Requirement 1: In the Italy travel diary entry, what place did Mr Jus finish in the Transatlantic Way bike race?
Requirement 2: Pick up the Italy travel diary entry after its final sentence and keep writing it in the same voice.

Twenty Nine: The Italian Slob

The venue: Italy – Sorrento, Amalfi, Rome.

The Sunday dinners: Pasta, pizza, more pasta, more pizza, a bit more pasta.

The price: From 5 – 170 Euros.

If you thought I’d given up on the Sunday Dinner Diaries, you’d be wrong. Look. I’m back. I’ve simply been away, exploring the culinary delights of Italy, or Italia, if, like me, you’re fluent in the language. 

And, now I’m home, sinking into a post-holiday/pre-return to work depression of epic proportions, it seems appropriate to share some highlights, especially for those who didn’t suffer the pain and boredom provided by my hourly Facebook updates.

Mr Jus had just returned triumphant from the Transatlantic Way bike race – numb of toes, hand and penis. He’d cycled 2,500km in seven days, sleeping an average of three hours a night. I’d managed the same, through worry, so was pretty tired myself, although didn’t have saddle sores. His achievement was impressive, finishing sixth out of around 90 competitors, in a gruelling challenge that left him exhausted. I captured him as we began our journey to Sabrina’s homeland, proving himself to be a lively and engaging travel companion, chatting animatedly to me during the taxi ride to the airport…

On the plane, he continued to wax lyrical, full of excitement and stories of his cycling adventures, while I took the time to marvel at just how sweaty my face was as I pumped myself full of wine and Diazepam. La Dolce Vita, guys.


Upon arrival, we rushed to board a train into Rome, whereupon my ticket was promptly gobbled up by the validation machine. To cut a long story short, we were met at the platform by police, who pushed and manhandled Mr Jus as we protested our innocence to the two surly officers and the miserable cow of a conductor. During the altercation, Mr Jus’ expensive phone cover was torn, and I burst into tears. I doubt this kind of shit happened to Coogan and Brydon, let alone Palin and Chalmers. We were off to a wonderful start.

Source information:
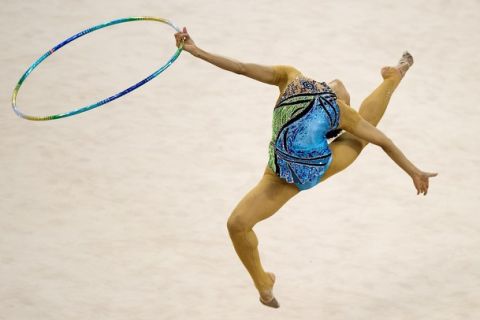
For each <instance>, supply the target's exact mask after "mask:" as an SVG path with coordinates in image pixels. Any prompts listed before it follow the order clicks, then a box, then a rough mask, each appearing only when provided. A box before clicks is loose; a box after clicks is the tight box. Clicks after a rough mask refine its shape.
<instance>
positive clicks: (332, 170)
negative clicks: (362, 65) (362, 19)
mask: <svg viewBox="0 0 480 320" xmlns="http://www.w3.org/2000/svg"><path fill="white" fill-rule="evenodd" d="M412 64H413V57H412V56H411V55H410V54H409V53H407V52H406V53H404V54H403V56H402V58H401V59H400V61H399V63H398V65H397V66H396V67H385V68H382V72H381V73H382V77H383V82H382V83H381V84H380V85H379V86H378V87H377V88H376V89H375V90H374V91H373V92H372V93H371V94H370V95H369V96H368V97H367V98H366V99H365V100H364V101H363V102H362V104H361V106H360V109H359V111H358V112H359V113H360V115H361V116H362V117H363V118H364V119H365V120H367V121H368V122H370V123H371V124H372V125H374V126H376V125H377V124H378V122H379V121H380V119H381V118H382V116H383V114H384V113H385V110H386V109H387V105H388V103H389V101H390V98H391V96H392V94H393V92H394V91H395V89H396V88H397V86H398V85H399V83H400V81H401V80H402V78H403V76H404V75H405V72H406V71H407V70H408V68H409V67H410V66H411V65H412ZM338 103H345V102H343V101H342V100H339V101H338ZM366 145H367V142H366V141H365V140H362V139H360V138H357V137H356V136H354V135H353V134H351V133H349V132H344V133H342V134H341V135H340V136H338V137H337V138H336V139H335V140H334V141H333V142H332V143H331V144H330V149H331V150H332V154H333V161H332V163H331V165H330V167H329V168H328V170H327V172H326V173H325V175H324V176H323V177H322V181H324V180H326V179H328V178H329V177H331V176H332V175H334V174H336V173H338V172H340V171H342V170H343V169H345V168H346V167H348V166H349V165H350V164H352V163H353V161H354V160H355V159H356V158H357V157H358V155H359V154H360V152H361V151H362V150H363V148H364V147H365V146H366Z"/></svg>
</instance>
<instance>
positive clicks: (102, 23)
mask: <svg viewBox="0 0 480 320" xmlns="http://www.w3.org/2000/svg"><path fill="white" fill-rule="evenodd" d="M131 21H156V22H162V23H165V24H168V25H169V26H171V27H172V28H173V29H175V30H176V31H177V32H180V29H179V28H178V27H177V26H175V25H174V24H173V23H172V22H170V21H168V20H166V19H162V18H157V17H128V18H121V19H116V20H112V21H110V22H106V23H102V24H99V25H96V26H93V27H91V28H88V29H86V30H83V31H81V32H79V33H77V34H76V35H73V36H71V37H70V38H68V39H66V40H64V41H63V42H61V43H60V44H58V45H56V46H55V47H53V48H52V49H50V50H48V51H47V52H46V53H45V54H44V55H43V56H41V57H40V58H39V59H38V60H37V61H35V62H34V63H33V64H32V65H31V66H30V68H28V69H27V71H25V73H24V74H23V75H22V77H21V78H20V80H18V83H17V85H16V86H15V89H14V90H13V94H12V108H13V111H14V112H15V113H16V114H17V115H18V116H19V117H21V118H23V119H27V120H33V121H45V120H55V119H61V118H66V117H70V116H73V115H76V114H79V113H82V112H85V111H88V110H92V109H94V108H98V107H100V106H102V105H104V104H106V103H108V102H110V101H113V100H115V99H118V98H120V97H121V96H124V95H126V94H127V93H129V92H132V91H133V90H135V89H137V88H138V87H140V86H142V85H144V84H145V83H147V82H149V81H150V80H152V79H153V78H155V77H156V76H158V75H159V74H160V73H162V72H163V71H165V69H167V68H168V67H169V66H170V65H171V64H172V63H173V62H174V61H175V60H176V59H177V58H178V56H179V55H180V53H181V52H182V50H183V42H182V43H181V44H180V46H179V47H178V48H177V51H176V52H175V53H174V54H173V56H172V57H171V58H170V59H169V60H168V61H167V63H165V64H164V65H163V66H162V67H160V68H159V69H158V70H156V71H155V72H154V73H152V74H150V75H149V76H148V77H146V78H145V79H143V80H142V81H140V82H138V83H136V84H134V85H132V86H130V87H128V88H127V89H125V90H123V91H120V92H119V93H117V94H114V95H112V96H110V97H108V98H105V99H103V100H101V101H98V102H96V103H94V104H91V105H88V106H85V107H81V108H78V109H75V110H72V111H69V112H65V113H59V114H54V115H49V116H32V115H28V114H25V113H23V112H21V111H20V110H19V109H18V107H17V95H18V91H19V90H20V87H21V86H22V84H23V82H24V81H25V79H27V77H28V76H29V75H30V73H31V72H32V71H33V70H34V69H35V68H36V67H37V66H38V65H39V64H40V63H41V62H42V61H43V60H45V59H46V58H48V57H49V56H50V55H51V54H52V53H54V52H55V51H57V50H58V49H60V48H62V47H63V46H65V45H67V44H68V43H70V42H72V41H74V40H76V39H78V38H80V37H82V36H84V35H86V34H88V33H90V32H93V31H96V30H99V29H102V28H106V27H109V26H112V25H115V24H119V23H124V22H131Z"/></svg>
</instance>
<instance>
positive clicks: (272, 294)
mask: <svg viewBox="0 0 480 320" xmlns="http://www.w3.org/2000/svg"><path fill="white" fill-rule="evenodd" d="M267 275H268V276H269V277H270V279H272V286H271V287H270V288H269V289H266V290H260V291H259V292H260V302H261V303H263V304H264V305H266V306H268V307H272V308H280V305H279V304H278V301H277V299H275V297H274V296H273V292H272V290H273V285H274V284H275V274H274V273H273V272H267Z"/></svg>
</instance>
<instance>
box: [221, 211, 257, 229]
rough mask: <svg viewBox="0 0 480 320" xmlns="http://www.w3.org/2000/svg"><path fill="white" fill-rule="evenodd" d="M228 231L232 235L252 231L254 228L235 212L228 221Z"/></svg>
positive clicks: (245, 220)
mask: <svg viewBox="0 0 480 320" xmlns="http://www.w3.org/2000/svg"><path fill="white" fill-rule="evenodd" d="M227 229H228V232H229V233H230V234H231V235H232V234H236V233H239V232H245V231H248V230H250V229H252V226H251V225H250V223H248V221H247V220H246V219H245V218H244V217H242V216H241V215H239V214H235V211H234V212H233V213H232V214H231V215H230V217H229V218H228V220H227Z"/></svg>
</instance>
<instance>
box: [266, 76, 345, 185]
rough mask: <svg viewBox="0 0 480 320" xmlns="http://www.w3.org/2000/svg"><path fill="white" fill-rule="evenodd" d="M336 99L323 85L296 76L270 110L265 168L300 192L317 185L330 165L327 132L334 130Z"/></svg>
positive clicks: (310, 80) (307, 78)
mask: <svg viewBox="0 0 480 320" xmlns="http://www.w3.org/2000/svg"><path fill="white" fill-rule="evenodd" d="M339 121H340V110H339V107H338V104H337V96H336V95H335V93H334V92H333V91H332V89H331V88H330V87H329V86H328V85H327V84H326V83H325V82H316V81H315V80H312V79H309V78H306V77H304V76H298V77H297V78H295V80H293V81H292V82H290V83H289V84H288V85H287V88H286V90H285V93H283V95H282V96H281V97H280V98H279V99H278V101H277V104H276V105H275V108H274V109H273V122H272V128H273V130H272V131H273V132H272V140H271V141H270V145H269V159H268V166H269V167H270V168H271V169H272V170H273V171H274V172H275V173H276V174H277V175H278V176H279V177H280V178H283V179H284V180H286V181H287V182H289V183H294V184H295V185H296V186H297V187H298V188H299V189H300V190H306V189H310V188H312V187H314V186H315V185H317V184H318V183H319V182H320V179H321V178H322V176H323V175H324V173H325V171H326V170H327V168H328V166H329V165H330V163H331V162H332V153H331V151H330V148H329V147H328V142H327V138H326V134H327V132H329V131H331V130H334V129H337V128H338V125H339Z"/></svg>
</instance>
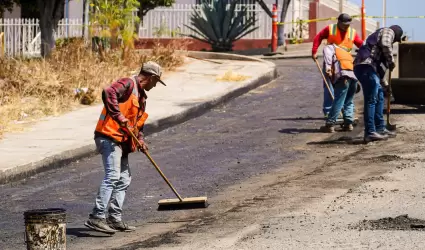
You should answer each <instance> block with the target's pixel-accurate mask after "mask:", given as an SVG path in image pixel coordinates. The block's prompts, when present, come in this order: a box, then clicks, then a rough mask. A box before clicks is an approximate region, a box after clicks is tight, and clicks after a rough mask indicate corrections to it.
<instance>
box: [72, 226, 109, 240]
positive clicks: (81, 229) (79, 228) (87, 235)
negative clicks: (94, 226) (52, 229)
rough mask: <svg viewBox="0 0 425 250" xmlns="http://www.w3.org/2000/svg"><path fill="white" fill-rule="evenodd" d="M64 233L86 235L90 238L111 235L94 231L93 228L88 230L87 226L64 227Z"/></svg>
mask: <svg viewBox="0 0 425 250" xmlns="http://www.w3.org/2000/svg"><path fill="white" fill-rule="evenodd" d="M66 235H72V236H75V237H78V238H86V237H92V238H101V237H111V235H108V234H103V233H101V232H96V231H93V230H90V229H88V228H81V227H77V228H67V229H66Z"/></svg>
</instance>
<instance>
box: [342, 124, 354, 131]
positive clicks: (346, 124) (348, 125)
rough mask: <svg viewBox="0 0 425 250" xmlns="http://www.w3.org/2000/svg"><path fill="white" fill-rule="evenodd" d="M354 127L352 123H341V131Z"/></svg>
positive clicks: (350, 128) (347, 129)
mask: <svg viewBox="0 0 425 250" xmlns="http://www.w3.org/2000/svg"><path fill="white" fill-rule="evenodd" d="M353 129H354V127H353V124H344V125H342V131H347V132H349V131H353Z"/></svg>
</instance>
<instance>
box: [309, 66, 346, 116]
mask: <svg viewBox="0 0 425 250" xmlns="http://www.w3.org/2000/svg"><path fill="white" fill-rule="evenodd" d="M314 61H315V62H316V65H317V68H318V69H319V71H320V74H321V75H322V77H323V81H324V82H325V84H326V88H328V91H329V94H330V95H331V97H332V100H335V97H334V95H333V94H332V91H331V88H330V87H329V84H328V81H326V77H325V75H324V74H323V71H322V68H320V65H319V61H317V59H316V58H314ZM339 114H340V115H341V116H342V117H343V116H344V115H343V114H342V112H339Z"/></svg>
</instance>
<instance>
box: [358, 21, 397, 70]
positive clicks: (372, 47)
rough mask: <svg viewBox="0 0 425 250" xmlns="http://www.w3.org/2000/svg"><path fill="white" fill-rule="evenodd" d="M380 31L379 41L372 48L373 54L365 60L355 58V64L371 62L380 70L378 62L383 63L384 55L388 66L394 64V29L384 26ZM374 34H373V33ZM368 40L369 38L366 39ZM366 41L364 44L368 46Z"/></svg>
mask: <svg viewBox="0 0 425 250" xmlns="http://www.w3.org/2000/svg"><path fill="white" fill-rule="evenodd" d="M377 32H379V33H378V41H379V42H378V43H377V44H376V45H375V46H373V47H372V48H371V54H370V56H369V57H368V58H366V59H364V60H363V61H360V60H357V57H356V60H354V64H355V65H358V64H369V65H371V66H372V67H373V68H374V70H375V71H376V72H378V70H377V68H378V66H379V65H378V64H379V63H381V60H382V57H383V58H384V59H385V62H387V66H389V65H390V64H394V57H393V41H394V38H395V34H394V31H393V30H392V29H390V28H382V29H381V30H379V31H377ZM371 35H373V34H371ZM366 41H367V39H366ZM366 41H365V43H364V44H363V46H366Z"/></svg>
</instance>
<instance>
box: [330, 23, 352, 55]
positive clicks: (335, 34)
mask: <svg viewBox="0 0 425 250" xmlns="http://www.w3.org/2000/svg"><path fill="white" fill-rule="evenodd" d="M355 36H356V31H355V30H354V29H353V28H351V27H349V28H348V29H347V31H346V32H345V36H344V38H341V35H340V30H339V29H338V25H337V24H330V25H329V36H328V44H336V45H338V46H339V47H341V48H343V49H345V50H346V51H348V52H350V51H351V50H352V49H353V46H354V37H355Z"/></svg>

Output 1: Sixth out of around 90 competitors.

Output 2:
We spent the first evening in Rome, where I discovered that I’d packed the dog lead and collar, but not enough pairs of knickers to see me through twelve days. Thankfully, I’d included Ripley’s poo bag dispenser too.

The following morning we travelled by train to Naples, clutching our tickets for the duration, where we then took a ferry to Sorrento – our first destination. We stayed for four nights at Esperedi Village on the town’s outskirts, chosen because we wanted somewhere with a pool that was less than £300 a night. 

It was here that I began my earnest quest to annoy the fuck out of everyone back at home. 

Mindful that colleagues wouldn’t have had their dinners, I cleverly and thoughtfully cut out my sagging tits prior to posting. Not literally, as my swimwear wouldn’t have fitted anymore – I simply just cropped the photo.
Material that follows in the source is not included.